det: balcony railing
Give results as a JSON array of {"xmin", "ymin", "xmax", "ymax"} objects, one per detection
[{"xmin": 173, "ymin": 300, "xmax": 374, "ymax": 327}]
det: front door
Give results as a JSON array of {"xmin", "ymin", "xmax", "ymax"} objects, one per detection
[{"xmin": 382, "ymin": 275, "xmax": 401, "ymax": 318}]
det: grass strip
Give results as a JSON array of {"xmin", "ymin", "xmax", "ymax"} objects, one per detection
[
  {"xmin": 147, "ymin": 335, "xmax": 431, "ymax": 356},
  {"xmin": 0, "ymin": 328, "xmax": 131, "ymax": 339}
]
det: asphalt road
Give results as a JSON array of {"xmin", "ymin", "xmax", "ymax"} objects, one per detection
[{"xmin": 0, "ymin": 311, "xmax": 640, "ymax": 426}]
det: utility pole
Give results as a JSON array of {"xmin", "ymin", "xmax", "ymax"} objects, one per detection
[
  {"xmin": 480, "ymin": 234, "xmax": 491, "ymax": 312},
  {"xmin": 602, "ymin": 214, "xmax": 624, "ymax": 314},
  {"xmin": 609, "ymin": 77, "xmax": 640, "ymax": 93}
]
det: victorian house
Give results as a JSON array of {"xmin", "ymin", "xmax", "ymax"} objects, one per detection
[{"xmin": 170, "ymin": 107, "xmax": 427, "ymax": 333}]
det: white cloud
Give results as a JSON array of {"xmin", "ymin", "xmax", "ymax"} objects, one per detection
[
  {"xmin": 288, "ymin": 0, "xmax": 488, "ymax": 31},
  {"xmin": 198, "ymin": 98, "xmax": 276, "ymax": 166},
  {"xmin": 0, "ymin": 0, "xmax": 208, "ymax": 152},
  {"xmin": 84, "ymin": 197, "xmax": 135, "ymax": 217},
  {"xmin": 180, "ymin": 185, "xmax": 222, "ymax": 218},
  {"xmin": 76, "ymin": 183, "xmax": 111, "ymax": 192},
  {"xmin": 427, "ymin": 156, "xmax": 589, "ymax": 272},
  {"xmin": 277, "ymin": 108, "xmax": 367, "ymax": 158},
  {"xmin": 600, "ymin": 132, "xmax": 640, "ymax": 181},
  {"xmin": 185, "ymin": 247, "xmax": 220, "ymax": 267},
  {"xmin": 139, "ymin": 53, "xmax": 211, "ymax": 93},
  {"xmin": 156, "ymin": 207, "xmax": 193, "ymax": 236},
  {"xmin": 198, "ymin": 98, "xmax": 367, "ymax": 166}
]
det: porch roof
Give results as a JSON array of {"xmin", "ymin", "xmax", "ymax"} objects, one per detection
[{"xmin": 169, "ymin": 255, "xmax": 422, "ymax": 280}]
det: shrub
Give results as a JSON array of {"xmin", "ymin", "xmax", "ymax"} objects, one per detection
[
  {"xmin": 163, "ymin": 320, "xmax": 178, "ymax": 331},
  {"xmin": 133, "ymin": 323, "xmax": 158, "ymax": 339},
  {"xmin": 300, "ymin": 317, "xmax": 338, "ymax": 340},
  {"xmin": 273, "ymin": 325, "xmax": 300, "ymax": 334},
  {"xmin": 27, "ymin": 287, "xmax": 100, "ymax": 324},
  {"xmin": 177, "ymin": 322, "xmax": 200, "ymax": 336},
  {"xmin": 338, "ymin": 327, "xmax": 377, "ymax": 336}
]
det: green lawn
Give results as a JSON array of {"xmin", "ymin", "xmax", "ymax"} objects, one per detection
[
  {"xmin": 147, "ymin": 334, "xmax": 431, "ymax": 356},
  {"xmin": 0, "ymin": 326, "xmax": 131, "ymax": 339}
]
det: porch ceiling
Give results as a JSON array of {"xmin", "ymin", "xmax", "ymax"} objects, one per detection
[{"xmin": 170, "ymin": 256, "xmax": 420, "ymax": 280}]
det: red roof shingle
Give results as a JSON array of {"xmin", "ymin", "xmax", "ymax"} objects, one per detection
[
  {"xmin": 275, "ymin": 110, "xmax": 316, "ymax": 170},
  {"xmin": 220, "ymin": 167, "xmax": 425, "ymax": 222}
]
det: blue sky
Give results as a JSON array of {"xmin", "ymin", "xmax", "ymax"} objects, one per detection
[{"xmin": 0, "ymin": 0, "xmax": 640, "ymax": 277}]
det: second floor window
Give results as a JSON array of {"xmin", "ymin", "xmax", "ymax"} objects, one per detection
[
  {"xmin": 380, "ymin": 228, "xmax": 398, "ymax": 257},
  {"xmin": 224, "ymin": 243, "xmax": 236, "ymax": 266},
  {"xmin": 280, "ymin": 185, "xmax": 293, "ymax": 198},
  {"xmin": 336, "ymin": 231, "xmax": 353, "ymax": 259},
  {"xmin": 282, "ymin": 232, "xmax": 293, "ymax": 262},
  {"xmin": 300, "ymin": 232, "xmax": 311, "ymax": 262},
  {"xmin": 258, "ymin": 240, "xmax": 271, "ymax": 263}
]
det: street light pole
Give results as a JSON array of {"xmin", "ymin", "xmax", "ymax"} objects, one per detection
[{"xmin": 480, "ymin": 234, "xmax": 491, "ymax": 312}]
+++
▸ **STATED GOAL**:
Reproduce all of the data above word for word, with every line unchanged and in its original order.

▸ **FINISHED ANSWER**:
det: balcony railing
Give results as a JSON array of {"xmin", "ymin", "xmax", "ymax"} objects, one per detection
[{"xmin": 173, "ymin": 300, "xmax": 374, "ymax": 327}]
det: front door
Give results as a JSON array of {"xmin", "ymin", "xmax", "ymax"} objects, one per detection
[{"xmin": 382, "ymin": 275, "xmax": 401, "ymax": 318}]
det: grass strip
Give results as a JSON array of {"xmin", "ymin", "xmax", "ymax"} objects, one per detection
[
  {"xmin": 147, "ymin": 335, "xmax": 431, "ymax": 356},
  {"xmin": 0, "ymin": 328, "xmax": 131, "ymax": 339}
]
det: asphalt road
Give results as a JSON array of {"xmin", "ymin", "xmax", "ymax"} objects, one per detection
[{"xmin": 0, "ymin": 311, "xmax": 640, "ymax": 426}]
det: utility pole
Give results as a JSON array of {"xmin", "ymin", "xmax", "ymax"} objects, one per detection
[
  {"xmin": 480, "ymin": 234, "xmax": 491, "ymax": 312},
  {"xmin": 602, "ymin": 214, "xmax": 624, "ymax": 314},
  {"xmin": 609, "ymin": 77, "xmax": 640, "ymax": 93}
]
det: victorian house
Give results as a JSON array of {"xmin", "ymin", "xmax", "ymax"} objects, one per detection
[{"xmin": 170, "ymin": 107, "xmax": 427, "ymax": 333}]
det: white cloud
Give results as a JSON array of {"xmin", "ymin", "xmax", "ymax"} objects, one per detection
[
  {"xmin": 288, "ymin": 0, "xmax": 488, "ymax": 31},
  {"xmin": 198, "ymin": 98, "xmax": 276, "ymax": 166},
  {"xmin": 0, "ymin": 0, "xmax": 208, "ymax": 152},
  {"xmin": 84, "ymin": 197, "xmax": 135, "ymax": 217},
  {"xmin": 180, "ymin": 185, "xmax": 222, "ymax": 218},
  {"xmin": 76, "ymin": 183, "xmax": 111, "ymax": 192},
  {"xmin": 427, "ymin": 156, "xmax": 589, "ymax": 272},
  {"xmin": 277, "ymin": 108, "xmax": 367, "ymax": 158},
  {"xmin": 600, "ymin": 132, "xmax": 640, "ymax": 181},
  {"xmin": 185, "ymin": 247, "xmax": 220, "ymax": 267},
  {"xmin": 139, "ymin": 53, "xmax": 211, "ymax": 93},
  {"xmin": 156, "ymin": 207, "xmax": 193, "ymax": 236},
  {"xmin": 198, "ymin": 98, "xmax": 367, "ymax": 166}
]
det: porch roof
Give results as a JSON array of {"xmin", "ymin", "xmax", "ymax"} objects, one per detection
[{"xmin": 169, "ymin": 255, "xmax": 422, "ymax": 280}]
det: shrub
Give results as a JSON array of {"xmin", "ymin", "xmax", "ymax"} objects, one per detection
[
  {"xmin": 163, "ymin": 320, "xmax": 178, "ymax": 331},
  {"xmin": 133, "ymin": 323, "xmax": 158, "ymax": 339},
  {"xmin": 300, "ymin": 317, "xmax": 338, "ymax": 340},
  {"xmin": 273, "ymin": 325, "xmax": 300, "ymax": 334},
  {"xmin": 27, "ymin": 287, "xmax": 100, "ymax": 324},
  {"xmin": 177, "ymin": 322, "xmax": 200, "ymax": 336},
  {"xmin": 338, "ymin": 327, "xmax": 377, "ymax": 336}
]
det: green lawn
Give results as a JSON array of {"xmin", "ymin", "xmax", "ymax"} objects, one per detection
[
  {"xmin": 147, "ymin": 334, "xmax": 431, "ymax": 356},
  {"xmin": 0, "ymin": 326, "xmax": 131, "ymax": 339}
]
det: porch ceiling
Give results as a JSON array of {"xmin", "ymin", "xmax", "ymax"} objects, one per detection
[{"xmin": 170, "ymin": 256, "xmax": 420, "ymax": 280}]
det: red roof shingle
Give results as a JSON array of {"xmin", "ymin", "xmax", "ymax"} objects, one per detection
[
  {"xmin": 275, "ymin": 110, "xmax": 316, "ymax": 170},
  {"xmin": 220, "ymin": 167, "xmax": 425, "ymax": 222}
]
det: blue sky
Give results as a JSON array of {"xmin", "ymin", "xmax", "ymax"} objects, one per detection
[{"xmin": 0, "ymin": 0, "xmax": 640, "ymax": 277}]
det: second floor window
Give results as a JSON array of {"xmin", "ymin", "xmax", "ymax"} objects, one per detection
[
  {"xmin": 380, "ymin": 228, "xmax": 398, "ymax": 257},
  {"xmin": 224, "ymin": 243, "xmax": 236, "ymax": 266},
  {"xmin": 280, "ymin": 185, "xmax": 293, "ymax": 198},
  {"xmin": 336, "ymin": 231, "xmax": 353, "ymax": 259},
  {"xmin": 282, "ymin": 232, "xmax": 293, "ymax": 262},
  {"xmin": 300, "ymin": 232, "xmax": 311, "ymax": 262},
  {"xmin": 258, "ymin": 240, "xmax": 271, "ymax": 263}
]
det: street light pole
Give results as a JSON array of {"xmin", "ymin", "xmax", "ymax"} objects, one per detection
[{"xmin": 480, "ymin": 234, "xmax": 491, "ymax": 312}]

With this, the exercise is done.